→ Task instructions
Should a line below contain the word "each", report it.
** Opening Input material block **
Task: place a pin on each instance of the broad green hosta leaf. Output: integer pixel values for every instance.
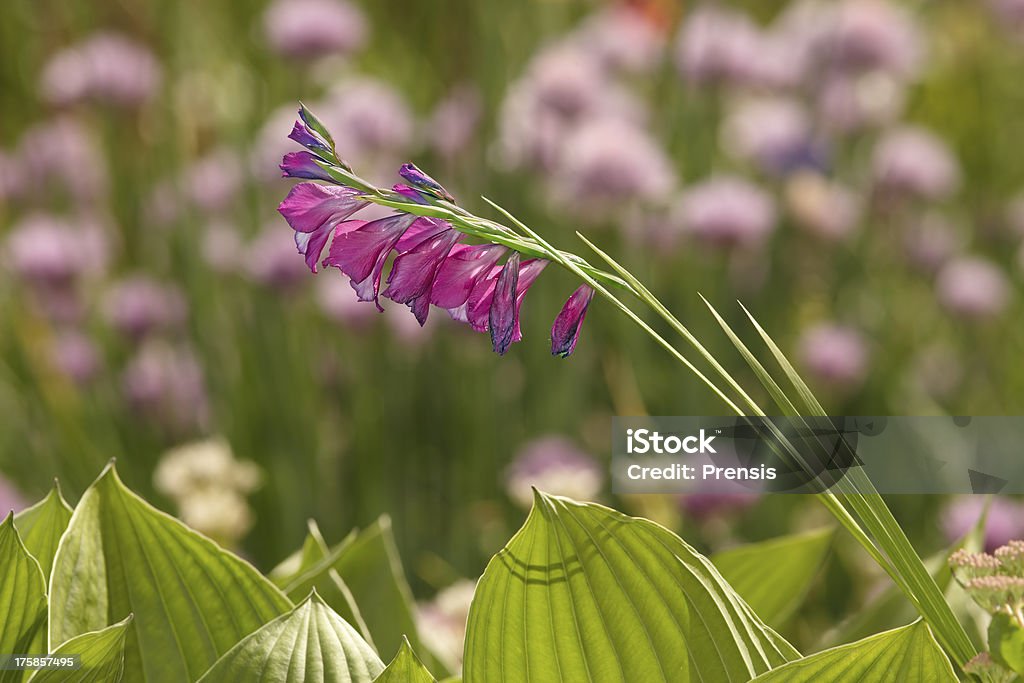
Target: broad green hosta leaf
(908, 654)
(584, 593)
(406, 668)
(192, 600)
(102, 654)
(315, 571)
(309, 644)
(774, 575)
(23, 600)
(1006, 642)
(42, 525)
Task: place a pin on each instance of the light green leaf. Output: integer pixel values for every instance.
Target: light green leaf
(309, 644)
(908, 654)
(42, 525)
(23, 600)
(584, 593)
(102, 654)
(406, 668)
(1006, 642)
(315, 571)
(774, 575)
(192, 600)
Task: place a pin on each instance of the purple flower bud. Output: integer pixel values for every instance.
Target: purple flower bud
(836, 354)
(565, 331)
(307, 29)
(554, 465)
(105, 68)
(727, 211)
(973, 288)
(914, 162)
(361, 252)
(303, 165)
(502, 317)
(137, 306)
(421, 180)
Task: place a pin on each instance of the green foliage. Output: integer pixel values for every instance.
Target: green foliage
(42, 525)
(102, 656)
(1006, 642)
(583, 592)
(406, 668)
(908, 654)
(192, 600)
(23, 599)
(773, 577)
(309, 644)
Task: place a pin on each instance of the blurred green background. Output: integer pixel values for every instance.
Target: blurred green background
(151, 295)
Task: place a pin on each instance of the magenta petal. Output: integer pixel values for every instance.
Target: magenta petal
(565, 331)
(413, 273)
(503, 313)
(460, 272)
(360, 253)
(309, 206)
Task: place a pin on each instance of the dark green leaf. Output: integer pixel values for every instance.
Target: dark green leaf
(192, 600)
(309, 644)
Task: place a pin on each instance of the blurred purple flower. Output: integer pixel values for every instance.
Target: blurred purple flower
(931, 241)
(554, 465)
(105, 68)
(62, 152)
(1005, 522)
(453, 124)
(623, 38)
(973, 288)
(827, 210)
(269, 259)
(704, 507)
(307, 29)
(872, 35)
(565, 331)
(718, 45)
(166, 384)
(835, 354)
(772, 132)
(75, 356)
(913, 161)
(727, 211)
(137, 306)
(851, 102)
(214, 181)
(606, 161)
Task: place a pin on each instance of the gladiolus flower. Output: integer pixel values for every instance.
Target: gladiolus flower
(360, 253)
(414, 272)
(565, 331)
(313, 211)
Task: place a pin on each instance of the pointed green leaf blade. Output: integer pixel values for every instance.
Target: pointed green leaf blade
(101, 652)
(192, 600)
(908, 654)
(23, 600)
(406, 668)
(774, 575)
(309, 644)
(585, 593)
(42, 525)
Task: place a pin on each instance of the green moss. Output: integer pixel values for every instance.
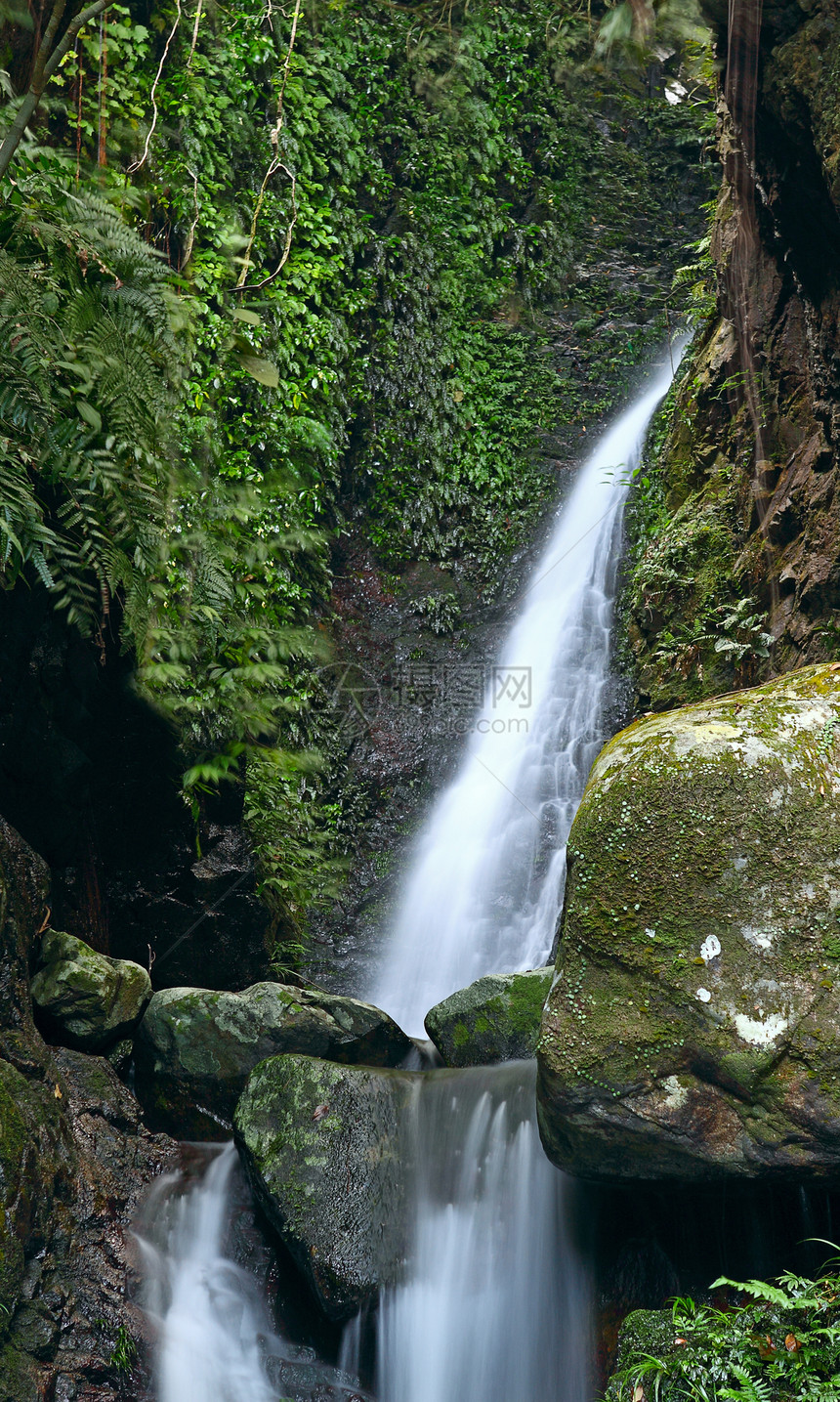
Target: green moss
(715, 822)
** Closing Input material block **
→ Response below
Task: place a pin on each instance of the broad green hosta leaf. Output: integer pixel values for every instance.
Task: place a pin on each instance of the light green leaf. Output: integer pixel values for every instance.
Task: place a pin on each instance of the purple flower bud. Output: integer pixel values for every instance.
Task: place a pin on each instance of the green foliage. Output: integer pixel values for every instance.
Task: place a pin on each instance of the blurred green background. Output: integer pixel values for every instance.
Task: place a pin on each instance of the magenta petal. Output: integer pixel values for every instance.
Task: place a pin on each instance of the dark green leaf. Output: integer pixel values for every instance.
Task: place a pin on each instance of the blurred purple flower. Output: integer pixel values for every instance.
Task: place a pin on each instance of the gladiolus flower. Output: integer pixel values for every instance.
Task: place a pin on each instance of the pointed green leaf blade. Output: integer pixel values for every instance.
Task: place a pin on each instance of the green moss. Output: integer pixel values for every instance.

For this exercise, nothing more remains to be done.